*課題一覧*.
a: 用賀の思い出を綴った本文から、「しばらくするとピシャリと唐突」に始まり「に、って言おうとしてやめた。」に至るまでの全文を一字一句そのまま書き写してください。
b: 用賀の思い出を綴った本文の最後の文に続けて、その先を書くこと。

*本文*.
なんと、現在の三菱UFJ銀行がある場所はストリップ小屋だったのです。
「おー、見てるみてる」と言って手を振るぼくたち。おっぱいがこっちを見て手を振ってるぞーっ。うひょ〜っ、今日もおっぱい大サービスだなー。澄夫ちゃんの声が上ずる。たぶん覗いてる事を知っていて、踊り子のおねえさんたちはわざと控え室の窓を開け放っていたんだと思う。
さぁ特別ショーの始まりだ。窓の外に向かっておっぱいをフリフリする。艶かしく腰振りダンスする踊り子ねえさんが少年たちを魅了する。
それほどオマセでもなく早熟でもなかったけど、小学校の児童とはいえオトコ。そこはエロな心根の琴線に触れて、このおっぱいが堪らなかった。何とも言えないドキドキ。野球もチェリオもいらない。このおっぱいさえあれば生きて行けるって思った。
実のところは完全にストリッパーのお姐さんたちにからかわれて遊ばれていたんだけどね。
当時の用賀は今では考えられないほどこのストリップ劇場の周りにちょっとした店が点在する寂れた商店街があるだけ。その先には畑が広がり、そのまた向こうにも畑しかなかった。ジャリ山から東名高速に向かって目の前に遮るものなどひとつも無く、富士山だってくっきり見えていたよ。
しばらくするとピシャリと唐突に窓が閉まって、おっぱいが終わる。踊り子のおねえさんたちも、揶揄う子どもたちが真っ暗になる前に帰るようにと配慮してたに違いない。
「今日のおっぱいもすごかったな〜」と興奮冷めやらぬマセたガキたちは、ジャリ山を滑り降りて蜘蛛の子を散らすように走り去っていった。
しかし、そこに右田くんの姿はなかった。
おっぱいが終わると、澄夫ちゃんが玉電と山手線を乗り継いで、ぼくを家まで送り届けてくれるのが習わしだった。渋谷のロータリーで玉電を降りる。人ごみの中を山手線に乗り換えるため足早に歩く少年二人。
「右田もなぁ、ほんとは見たいんだよな」手をつないで歩く澄夫ちゃんがそう言った。
ぼくは、違うよって思ってた。真面目で品もあるお坊ちゃまタイプの右田くんが、ジャリ山には行かず駄菓子屋の後に帰宅するのはあたりまえだと思ってた。右田くんはお勉強があるんだ。
「右田くんは真面目なんだよ」
なんだか擁護したくなってぼくはそう言った。
「ちがうよ」と澄夫ちゃん。えっ、なんで?「あいつはチンチンに毛が生えちゃったからダメなんだ。そーなの?なんだか良く理解できないど、そんなルールみたいなものがあるのかと思った。ふぅん。そんならチンチンの毛、剃っちゃえばいいのに、って言おうとしてやめた。
閑話休題
ぼくは「おっぱい星人」ではありません。

*提供データ*.
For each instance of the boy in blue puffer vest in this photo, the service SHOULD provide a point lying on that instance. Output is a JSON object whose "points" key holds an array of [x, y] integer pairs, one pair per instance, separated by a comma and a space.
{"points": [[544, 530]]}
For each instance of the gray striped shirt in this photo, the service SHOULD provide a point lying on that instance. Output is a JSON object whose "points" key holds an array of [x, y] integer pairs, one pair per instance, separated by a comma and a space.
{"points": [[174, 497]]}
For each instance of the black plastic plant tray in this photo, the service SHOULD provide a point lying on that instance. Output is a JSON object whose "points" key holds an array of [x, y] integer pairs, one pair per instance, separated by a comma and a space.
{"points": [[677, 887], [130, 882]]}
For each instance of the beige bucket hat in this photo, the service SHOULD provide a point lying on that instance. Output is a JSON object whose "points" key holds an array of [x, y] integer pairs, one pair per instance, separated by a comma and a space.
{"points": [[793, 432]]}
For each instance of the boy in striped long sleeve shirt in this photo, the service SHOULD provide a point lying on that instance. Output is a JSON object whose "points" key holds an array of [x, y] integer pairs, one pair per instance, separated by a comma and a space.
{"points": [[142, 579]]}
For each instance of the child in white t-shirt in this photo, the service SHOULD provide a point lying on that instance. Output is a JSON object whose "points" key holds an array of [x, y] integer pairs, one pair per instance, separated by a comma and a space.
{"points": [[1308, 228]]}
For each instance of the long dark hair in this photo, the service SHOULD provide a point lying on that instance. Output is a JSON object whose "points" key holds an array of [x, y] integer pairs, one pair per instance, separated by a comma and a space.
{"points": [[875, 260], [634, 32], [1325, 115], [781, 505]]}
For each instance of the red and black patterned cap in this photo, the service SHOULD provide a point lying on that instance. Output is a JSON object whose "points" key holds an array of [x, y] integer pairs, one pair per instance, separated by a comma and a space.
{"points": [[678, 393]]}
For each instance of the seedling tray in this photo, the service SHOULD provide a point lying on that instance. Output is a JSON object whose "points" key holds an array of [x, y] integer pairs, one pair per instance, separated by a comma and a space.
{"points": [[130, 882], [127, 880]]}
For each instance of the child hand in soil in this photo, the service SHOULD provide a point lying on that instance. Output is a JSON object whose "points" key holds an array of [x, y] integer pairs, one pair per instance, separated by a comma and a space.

*解答例*.
a:
しばらくするとピシャリと唐突に窓が閉まって、おっぱいが終わる。踊り子のおねえさんたちも、揶揄う子どもたちが真っ暗になる前に帰るようにと配慮してたに違いない。
「今日のおっぱいもすごかったな〜」と興奮冷めやらぬマセたガキたちは、ジャリ山を滑り降りて蜘蛛の子を散らすように走り去っていった。
しかし、そこに右田くんの姿はなかった。
おっぱいが終わると、澄夫ちゃんが玉電と山手線を乗り継いで、ぼくを家まで送り届けてくれるのが習わしだった。渋谷のロータリーで玉電を降りる。人ごみの中を山手線に乗り換えるため足早に歩く少年二人。
「右田もなぁ、ほんとは見たいんだよな」手をつないで歩く澄夫ちゃんがそう言った。
ぼくは、違うよって思ってた。真面目で品もあるお坊ちゃまタイプの右田くんが、ジャリ山には行かず駄菓子屋の後に帰宅するのはあたりまえだと思ってた。右田くんはお勉強があるんだ。
「右田くんは真面目なんだよ」
なんだか擁護したくなってぼくはそう言った。
「ちがうよ」と澄夫ちゃん。えっ、なんで?「あいつはチンチンに毛が生えちゃったからダメなんだ。そーなの?なんだか良く理解できないど、そんなルールみたいなものがあるのかと思った。ふぅん。そんならチンチンの毛、剃っちゃえばいいのに、って言おうとしてやめた。

b:
そんなことどーでもいいよ、って言われりゃぁそれまでだけど。ちゃんと理由というかきっかけになるエピソードがあるのです。
知ってる人はご存知の通りですが玉井ママこと、ぼくのおふくろはとてもへんてこりんな人です。
ぼくと妹、そして弟。昭和40年代の半ばくらいまで、じつは夜はほとんどこの三人の兄弟だけで過ごしていた。理由は、当時の玉井ママが資格取得マニアだったことと、親父が盆と正月にしか家に帰ってこないことにあった。玉井ママは、美容師から危険物取扱主任者、はたまた調理師や日本人形の着付け師までと資格マニア。常になにかの資格を取る為の学校などに毎晩でかけていってたのでした。
そんな状況の兄弟の晩ご飯は近くにあった「とり仙」という肉屋で揚げてもらった、鶏肉のささ身フライ。頼んでおいたフライをジャンケンをして負けた奴が引き取りに行くってのが日常だった。そして、玉井ママが帰宅するころには三人が固まってソファーで寝入っちゃっていたが、
「はい〜っ、みんな起きる〜っ」
帰宅だした玉井ママな寝落ちしちゃっているぼくらは理不尽な理由でたたき起こされる。
ほら、ほら。
早く、はやく。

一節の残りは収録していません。